> **Exercise objective**:
Exact repetition of every entry is required.

> **Source material**:
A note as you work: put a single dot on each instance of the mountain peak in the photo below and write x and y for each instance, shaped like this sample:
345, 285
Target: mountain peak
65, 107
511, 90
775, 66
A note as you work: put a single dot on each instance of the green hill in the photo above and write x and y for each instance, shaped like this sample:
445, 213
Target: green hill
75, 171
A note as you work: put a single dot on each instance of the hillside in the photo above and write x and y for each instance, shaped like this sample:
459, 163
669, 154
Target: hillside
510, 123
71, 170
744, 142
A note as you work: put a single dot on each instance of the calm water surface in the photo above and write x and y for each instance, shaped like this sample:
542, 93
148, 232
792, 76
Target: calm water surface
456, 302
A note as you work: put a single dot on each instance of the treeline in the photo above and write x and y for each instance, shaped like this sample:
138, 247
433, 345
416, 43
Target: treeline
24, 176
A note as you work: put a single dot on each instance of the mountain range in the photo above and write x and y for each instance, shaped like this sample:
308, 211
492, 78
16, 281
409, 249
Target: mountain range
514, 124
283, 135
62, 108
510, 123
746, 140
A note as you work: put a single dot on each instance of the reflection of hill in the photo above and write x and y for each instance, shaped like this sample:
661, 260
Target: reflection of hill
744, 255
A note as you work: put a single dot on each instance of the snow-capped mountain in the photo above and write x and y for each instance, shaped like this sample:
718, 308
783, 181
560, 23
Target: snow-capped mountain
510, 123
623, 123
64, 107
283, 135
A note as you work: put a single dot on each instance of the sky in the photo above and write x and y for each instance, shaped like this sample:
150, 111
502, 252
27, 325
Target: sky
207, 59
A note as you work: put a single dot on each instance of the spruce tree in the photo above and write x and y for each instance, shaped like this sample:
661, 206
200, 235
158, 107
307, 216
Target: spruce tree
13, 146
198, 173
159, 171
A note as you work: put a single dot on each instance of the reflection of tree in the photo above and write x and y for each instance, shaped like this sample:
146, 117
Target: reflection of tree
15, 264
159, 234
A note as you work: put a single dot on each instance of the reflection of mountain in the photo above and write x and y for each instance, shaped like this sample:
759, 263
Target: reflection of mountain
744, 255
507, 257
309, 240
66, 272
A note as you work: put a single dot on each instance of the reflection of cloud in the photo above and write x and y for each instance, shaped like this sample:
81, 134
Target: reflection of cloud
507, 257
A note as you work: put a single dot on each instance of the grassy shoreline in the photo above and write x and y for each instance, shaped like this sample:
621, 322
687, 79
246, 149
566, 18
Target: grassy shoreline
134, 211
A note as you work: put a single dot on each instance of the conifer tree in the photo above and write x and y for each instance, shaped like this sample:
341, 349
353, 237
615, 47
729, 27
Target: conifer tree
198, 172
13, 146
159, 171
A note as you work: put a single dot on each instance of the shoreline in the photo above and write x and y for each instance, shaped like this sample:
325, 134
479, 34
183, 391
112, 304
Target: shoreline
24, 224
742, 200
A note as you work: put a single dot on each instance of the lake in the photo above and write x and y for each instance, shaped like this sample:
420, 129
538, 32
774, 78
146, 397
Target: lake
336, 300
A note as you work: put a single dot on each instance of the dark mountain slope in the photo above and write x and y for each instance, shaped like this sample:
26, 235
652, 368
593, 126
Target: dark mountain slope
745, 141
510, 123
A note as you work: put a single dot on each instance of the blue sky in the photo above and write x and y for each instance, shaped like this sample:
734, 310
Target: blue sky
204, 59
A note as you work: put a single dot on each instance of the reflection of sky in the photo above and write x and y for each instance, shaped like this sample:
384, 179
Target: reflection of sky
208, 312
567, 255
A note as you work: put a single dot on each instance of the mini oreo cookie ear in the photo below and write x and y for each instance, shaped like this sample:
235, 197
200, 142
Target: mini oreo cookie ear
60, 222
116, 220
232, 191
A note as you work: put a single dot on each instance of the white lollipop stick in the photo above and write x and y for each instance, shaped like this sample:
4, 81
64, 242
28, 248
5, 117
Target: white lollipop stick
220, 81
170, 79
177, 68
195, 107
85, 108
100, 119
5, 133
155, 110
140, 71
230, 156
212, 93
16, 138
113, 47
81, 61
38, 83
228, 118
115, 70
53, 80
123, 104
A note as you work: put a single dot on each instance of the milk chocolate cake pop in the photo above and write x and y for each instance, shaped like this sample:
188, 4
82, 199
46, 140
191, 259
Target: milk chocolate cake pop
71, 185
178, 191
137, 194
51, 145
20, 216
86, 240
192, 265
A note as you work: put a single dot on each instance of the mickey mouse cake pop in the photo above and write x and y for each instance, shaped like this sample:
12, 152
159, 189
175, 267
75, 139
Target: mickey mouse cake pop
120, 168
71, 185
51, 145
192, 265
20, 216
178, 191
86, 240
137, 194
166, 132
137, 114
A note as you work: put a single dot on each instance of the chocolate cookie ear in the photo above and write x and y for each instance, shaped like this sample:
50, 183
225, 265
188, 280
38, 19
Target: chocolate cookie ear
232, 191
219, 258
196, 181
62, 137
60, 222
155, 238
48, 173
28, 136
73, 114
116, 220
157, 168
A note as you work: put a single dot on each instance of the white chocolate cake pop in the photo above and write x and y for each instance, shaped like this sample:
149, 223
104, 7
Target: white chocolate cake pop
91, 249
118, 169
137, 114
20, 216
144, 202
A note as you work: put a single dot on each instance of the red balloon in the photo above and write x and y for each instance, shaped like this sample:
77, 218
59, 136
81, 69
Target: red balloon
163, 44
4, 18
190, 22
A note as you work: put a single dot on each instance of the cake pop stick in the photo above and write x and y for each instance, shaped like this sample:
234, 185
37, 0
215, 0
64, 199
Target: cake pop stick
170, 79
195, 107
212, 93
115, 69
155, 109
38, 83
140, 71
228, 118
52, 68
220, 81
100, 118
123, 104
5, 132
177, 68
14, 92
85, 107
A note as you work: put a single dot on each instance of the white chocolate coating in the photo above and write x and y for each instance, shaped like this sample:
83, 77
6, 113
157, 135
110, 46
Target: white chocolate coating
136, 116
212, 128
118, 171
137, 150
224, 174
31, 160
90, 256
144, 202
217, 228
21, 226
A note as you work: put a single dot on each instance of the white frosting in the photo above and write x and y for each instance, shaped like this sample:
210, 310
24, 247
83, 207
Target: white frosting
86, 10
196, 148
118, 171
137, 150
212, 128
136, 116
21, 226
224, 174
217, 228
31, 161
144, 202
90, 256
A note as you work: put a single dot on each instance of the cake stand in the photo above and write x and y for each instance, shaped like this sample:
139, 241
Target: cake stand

> **Complete response**:
A note as you work: put a single dot on each instance of the mountain peak in the photo below and write x and y for each instance, shaped like this sample:
345, 285
Target: mountain peak
65, 107
511, 90
775, 66
A note as you work: put a single dot on each instance of the green hill in the photo above and write x and y for each instance, shaped like this sample:
445, 213
Target: green hill
75, 171
A note as you work: put a single dot on each instance of the hillside in the photo above and write x and y for each instance, shaped like this sample:
459, 163
669, 154
Target: hillside
510, 123
71, 170
744, 142
A note as you work: put a single dot on each instance of the calm water surface in the photo above and write x and y for each instance, shaped like this sample:
542, 93
148, 232
792, 76
Target: calm water surface
456, 302
A note as you work: put a single dot on each instance of the treeline in the photo above and write x and y for each instance, shaped like this sample:
138, 247
433, 345
416, 43
Target: treeline
24, 176
A note as you work: put a single dot on each instance of the mountain range in the photo above and write x and y for each instance, shaped like this sample:
308, 211
492, 78
16, 281
409, 249
Target: mountain range
514, 124
283, 135
62, 108
510, 123
746, 140
A note as you work: put a single dot on each instance of the reflection of hill in the photo above and write x and y for each instance, shaped like this sample:
661, 260
Target: reflection of hill
744, 255
A note as you work: put a single dot on each instance of the snow-capped mountain in the photo above and write x and y for each instance, shaped like this sample:
718, 308
783, 181
560, 23
Target: snow-capped mountain
510, 123
623, 123
64, 107
283, 135
A note as you work: put a single dot on each instance of the sky in the photo above and write x and y for each instance, shaped like this sample:
150, 111
502, 252
27, 325
Target: sky
207, 59
A note as you work: put a single dot on each instance of the spruce tree in the photo above and write x and y for each instance, shaped like this sample:
661, 206
200, 235
158, 107
307, 216
Target: spruce tree
13, 146
198, 173
159, 171
A note as you work: put a single dot on each instance of the reflection of tree in the photo above and write x and y for each instance, shaped like this sample:
146, 117
Target: reflection of tree
15, 264
159, 234
A note as you work: put a single dot on each instance of the reflection of mountain in the photo above and write x and y for each instance, shaped like this sample:
759, 263
Target: reflection of mountain
744, 255
507, 257
309, 240
66, 272
A note as you work: put a single dot on each instance of the reflection of cloud in the photo above and write x and y for each instance, shaped like this sample:
81, 134
Target: reflection of cloud
507, 257
A note as you work: put a single dot on each instance of the grassy shoreline in the photo above and write x and y for each instance, shaped like this sample:
621, 322
687, 79
246, 149
566, 18
Target: grassy shoreline
134, 211
A note as you work: put a single dot on each instance of the conifer tree in the photo above and write x and y for each instance, shaped like this sample:
341, 349
353, 237
615, 47
729, 27
Target: conifer tree
198, 172
13, 146
159, 171
A note as you work: put a single dot on each instance of the shoreline in the photo above and write x and y for each instance, shaped like this sample:
325, 134
479, 34
183, 391
112, 304
Target: shoreline
24, 224
742, 200
A note as you work: put a single dot on each instance of the lake in the photo above and write x and y for each instance, shaped like this sample:
420, 129
538, 32
774, 78
146, 397
Target: lake
336, 300
A note as you work: put a single dot on each instance of the dark mountain slope in the photo above and write x and y for each instance, shaped like this sample:
26, 235
652, 368
593, 126
Target: dark mountain slope
745, 141
510, 123
A note as you work: put a single dot on each instance of the blue sky in the photo above and write x and y for each instance, shaped like this sample:
734, 310
Target: blue sky
204, 59
A note as you work: put a single dot on each instance of the reflection of sky in the photo above and write x and y for each instance, shaped like this sample:
384, 179
Target: reflection of sky
208, 312
567, 255
A note as you work: put a single dot on each instance of the mini oreo cookie ear in the photo below and write x and y for each instance, shaped like this sample:
235, 197
200, 142
Target: mini oreo cookie ear
60, 222
116, 220
232, 191
A note as you work: put a single dot on each instance of the white lollipop stick in the photo above and write x and y for each instance, shaped like this sample:
4, 81
64, 242
28, 248
5, 117
Target: white lollipop stick
220, 81
170, 79
177, 68
195, 107
85, 108
100, 119
5, 133
155, 110
140, 71
230, 156
212, 93
16, 138
113, 47
81, 61
38, 83
228, 118
115, 70
53, 80
123, 104
A note as you work: put a single dot on each instance of the milk chocolate cake pop in the photo above and write x and y for each instance, shaped like this sample:
188, 4
82, 199
46, 140
191, 259
Target: milk chocolate cake pop
71, 185
178, 191
137, 194
51, 145
20, 216
86, 240
192, 265
A note as you work: put a single dot on each instance of the mickey mouse cake pop in the photo above and write x and y for each instance, shaped like this sample:
12, 152
159, 189
175, 267
75, 139
Target: mickey mouse cake pop
120, 168
71, 185
51, 145
192, 265
20, 216
178, 191
86, 240
137, 194
166, 132
137, 114
A note as you work: put a single dot on each instance of the chocolate cookie ear in the photo above and write x and y for each instance, shaped like this sample:
50, 183
225, 265
188, 280
38, 19
Target: chocolate cookie ear
232, 191
219, 258
196, 181
62, 137
60, 222
155, 238
48, 173
28, 136
73, 114
116, 220
157, 168
A note as you work: put a single dot on each instance of the white chocolate cake pop in the photo above and write x and y for each instance, shaped like this sample:
149, 223
104, 7
Target: white chocolate cake pop
91, 249
118, 169
137, 114
20, 216
144, 202
A note as you work: put a single dot on each instance of the red balloon in the photo above and write x and y for each instance, shaped like this sample:
77, 218
59, 136
81, 69
Target: red balloon
163, 44
4, 18
190, 22
A note as you work: put a single dot on each instance of the cake pop stick in the photo above and write x and y for each instance, shaped like this sample:
234, 185
37, 0
215, 0
64, 199
Target: cake pop stick
170, 79
195, 107
212, 93
115, 69
155, 109
38, 83
140, 71
228, 118
52, 68
220, 81
100, 118
123, 104
5, 132
177, 68
14, 92
85, 107
A note as you work: put a single dot on each instance of the white chocolate coating in the photo above and write x and y for each instance, shaped like this sample:
83, 77
6, 113
157, 135
110, 46
Target: white chocolate coating
136, 116
212, 128
118, 171
137, 150
224, 174
31, 160
90, 256
144, 202
217, 228
21, 226
A note as you work: put a single dot on each instance of the white frosting in the photo above and write x and y for each instance, shaped like this sample:
210, 310
24, 247
83, 207
Target: white frosting
86, 10
196, 148
118, 171
137, 150
212, 128
136, 116
21, 226
224, 174
217, 228
31, 161
144, 202
90, 256
A note as you work: put a single dot on each instance of the cake stand in the photo above and write x and y for each instance, shaped like this sample:
139, 241
Target: cake stand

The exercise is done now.